Work instructions >>
In the data that follows, find the line with "the red stripe"; transcribe it, every later line up to the one with "of the nurphoto", and that line as well, exactly and with no others.

Given information >>
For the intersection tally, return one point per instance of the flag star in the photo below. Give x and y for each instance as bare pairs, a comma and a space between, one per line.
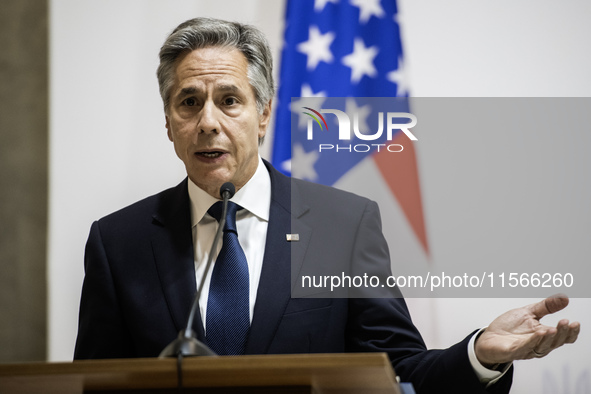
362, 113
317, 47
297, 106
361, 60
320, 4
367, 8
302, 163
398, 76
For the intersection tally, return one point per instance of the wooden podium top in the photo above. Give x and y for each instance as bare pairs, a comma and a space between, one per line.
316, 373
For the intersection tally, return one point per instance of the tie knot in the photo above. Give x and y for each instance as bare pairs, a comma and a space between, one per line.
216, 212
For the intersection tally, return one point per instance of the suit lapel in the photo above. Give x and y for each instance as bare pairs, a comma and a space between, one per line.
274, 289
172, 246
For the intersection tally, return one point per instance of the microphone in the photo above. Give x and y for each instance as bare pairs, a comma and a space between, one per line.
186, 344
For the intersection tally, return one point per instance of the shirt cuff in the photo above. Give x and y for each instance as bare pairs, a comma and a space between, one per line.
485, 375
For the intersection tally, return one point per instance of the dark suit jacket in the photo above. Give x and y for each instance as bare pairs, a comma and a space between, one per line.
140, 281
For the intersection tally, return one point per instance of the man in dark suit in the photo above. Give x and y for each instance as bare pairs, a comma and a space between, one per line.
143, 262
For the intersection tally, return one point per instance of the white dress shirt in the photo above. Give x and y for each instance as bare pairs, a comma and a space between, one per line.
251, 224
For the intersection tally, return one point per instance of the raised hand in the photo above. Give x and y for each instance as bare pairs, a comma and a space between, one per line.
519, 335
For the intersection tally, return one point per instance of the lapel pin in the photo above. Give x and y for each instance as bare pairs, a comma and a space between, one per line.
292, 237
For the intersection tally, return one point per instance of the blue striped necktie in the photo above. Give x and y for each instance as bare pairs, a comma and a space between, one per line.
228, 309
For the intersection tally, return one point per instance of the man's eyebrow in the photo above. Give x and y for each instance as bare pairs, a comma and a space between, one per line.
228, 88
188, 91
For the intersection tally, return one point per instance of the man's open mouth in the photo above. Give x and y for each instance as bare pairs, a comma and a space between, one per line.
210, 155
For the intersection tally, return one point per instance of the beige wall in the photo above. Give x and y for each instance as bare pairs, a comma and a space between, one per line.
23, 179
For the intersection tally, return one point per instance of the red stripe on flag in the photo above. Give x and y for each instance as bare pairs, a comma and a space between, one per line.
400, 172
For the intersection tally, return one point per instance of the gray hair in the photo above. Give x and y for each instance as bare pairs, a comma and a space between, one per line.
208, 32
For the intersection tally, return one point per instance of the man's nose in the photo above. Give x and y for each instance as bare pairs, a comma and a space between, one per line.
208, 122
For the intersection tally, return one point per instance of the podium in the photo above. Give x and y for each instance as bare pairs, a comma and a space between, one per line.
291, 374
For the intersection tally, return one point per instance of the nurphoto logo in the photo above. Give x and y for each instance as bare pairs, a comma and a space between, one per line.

---

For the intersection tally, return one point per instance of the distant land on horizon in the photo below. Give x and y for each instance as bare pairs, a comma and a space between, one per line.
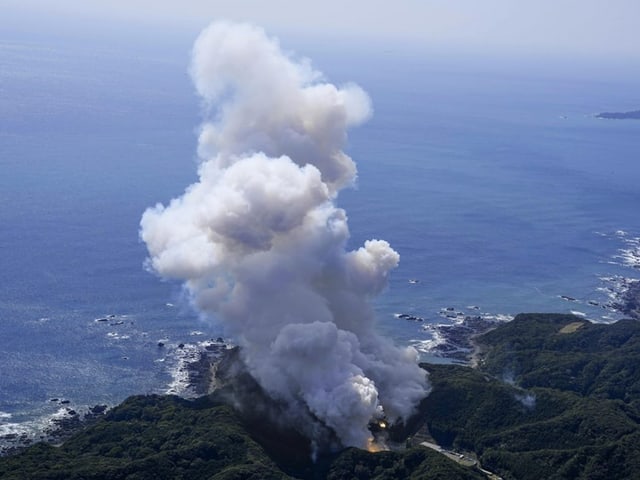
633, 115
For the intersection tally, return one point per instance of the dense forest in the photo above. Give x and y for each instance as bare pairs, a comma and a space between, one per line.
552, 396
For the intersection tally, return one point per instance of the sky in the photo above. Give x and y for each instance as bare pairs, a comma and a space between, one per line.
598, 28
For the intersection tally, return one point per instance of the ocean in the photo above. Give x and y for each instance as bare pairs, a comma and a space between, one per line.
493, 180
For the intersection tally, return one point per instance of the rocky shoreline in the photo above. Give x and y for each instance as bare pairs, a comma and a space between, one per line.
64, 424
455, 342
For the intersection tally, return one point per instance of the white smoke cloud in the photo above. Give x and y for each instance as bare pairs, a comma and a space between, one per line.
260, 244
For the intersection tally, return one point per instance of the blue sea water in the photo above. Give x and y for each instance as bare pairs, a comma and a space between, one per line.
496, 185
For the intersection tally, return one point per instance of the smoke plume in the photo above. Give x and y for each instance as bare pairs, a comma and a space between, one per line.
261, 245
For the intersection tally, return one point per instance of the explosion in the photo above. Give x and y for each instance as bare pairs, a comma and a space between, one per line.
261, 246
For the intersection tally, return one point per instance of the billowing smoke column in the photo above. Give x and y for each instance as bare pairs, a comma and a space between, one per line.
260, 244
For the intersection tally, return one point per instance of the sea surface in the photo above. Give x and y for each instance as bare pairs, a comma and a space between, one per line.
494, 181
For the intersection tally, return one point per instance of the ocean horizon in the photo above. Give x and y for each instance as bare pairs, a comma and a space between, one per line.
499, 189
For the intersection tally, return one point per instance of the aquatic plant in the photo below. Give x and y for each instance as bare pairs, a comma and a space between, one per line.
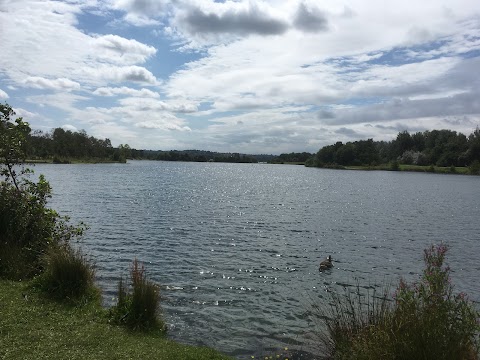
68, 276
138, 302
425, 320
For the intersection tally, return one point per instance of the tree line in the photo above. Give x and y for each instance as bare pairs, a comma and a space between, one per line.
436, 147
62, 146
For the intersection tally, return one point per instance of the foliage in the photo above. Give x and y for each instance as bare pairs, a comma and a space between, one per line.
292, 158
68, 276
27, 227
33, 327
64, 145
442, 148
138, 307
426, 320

---

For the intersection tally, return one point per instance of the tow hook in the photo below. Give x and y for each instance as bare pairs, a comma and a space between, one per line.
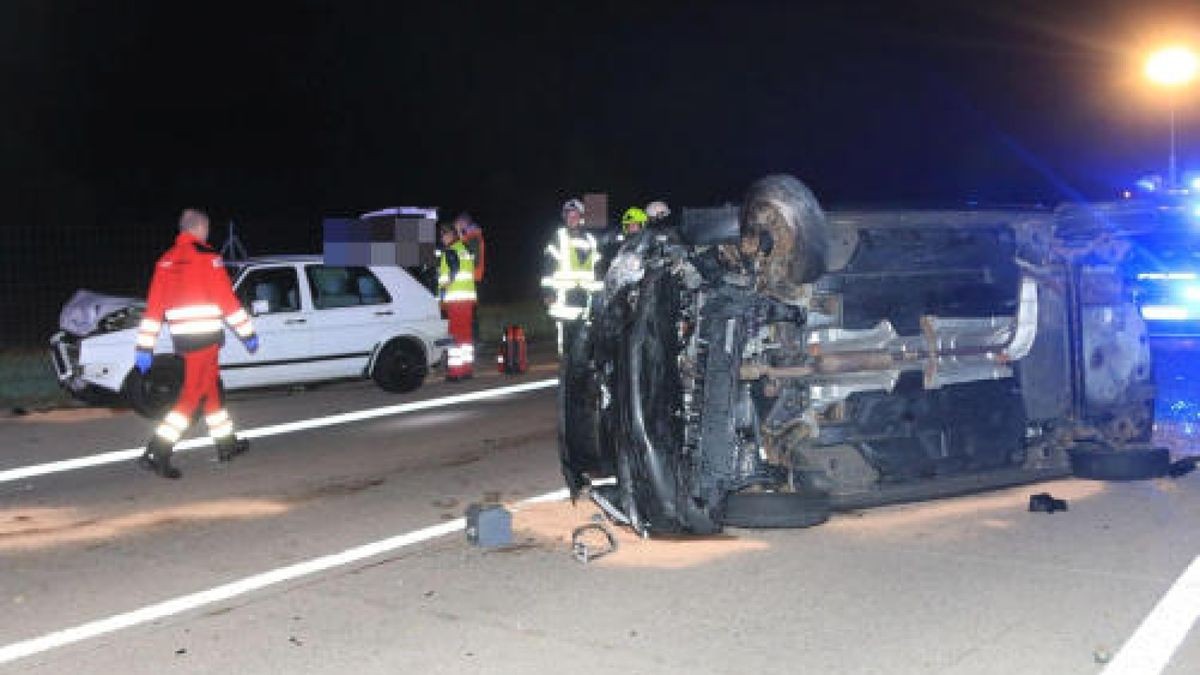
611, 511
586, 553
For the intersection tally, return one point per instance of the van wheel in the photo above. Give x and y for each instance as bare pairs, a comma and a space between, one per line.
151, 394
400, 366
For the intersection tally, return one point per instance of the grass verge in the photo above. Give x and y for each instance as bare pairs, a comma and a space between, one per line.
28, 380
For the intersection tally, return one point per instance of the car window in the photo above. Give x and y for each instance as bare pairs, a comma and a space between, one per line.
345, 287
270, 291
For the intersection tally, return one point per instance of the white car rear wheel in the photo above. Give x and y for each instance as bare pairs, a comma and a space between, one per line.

Solution to this task >>
For the intersection tally, return one point per instance of the red stripe on flag in the photo above. Give x and y for each instance as bare pairs, a comma and a space between, one per line.
400, 172
For the intersection tally, return one point per instance of the gray hair in the photo above. Give x and y for each instance as bare pairs, a comma and a space between, one per line.
208, 32
For the intersection tally, return one point per instance of the man's nose in the photo above. Give x and y for each instance as bare pairs, a comma and a space between, one per line.
208, 122
For the intersection tally, return one point per instance of the podium in the photo above. Give x and y for each instance as bare pairs, a comma and a space between, one per line.
291, 374
For the intersection tally, return one point per instance of the nurphoto logo in the photo above. Give x and y for each instance as bare pairs, a comma and a space between, one per line.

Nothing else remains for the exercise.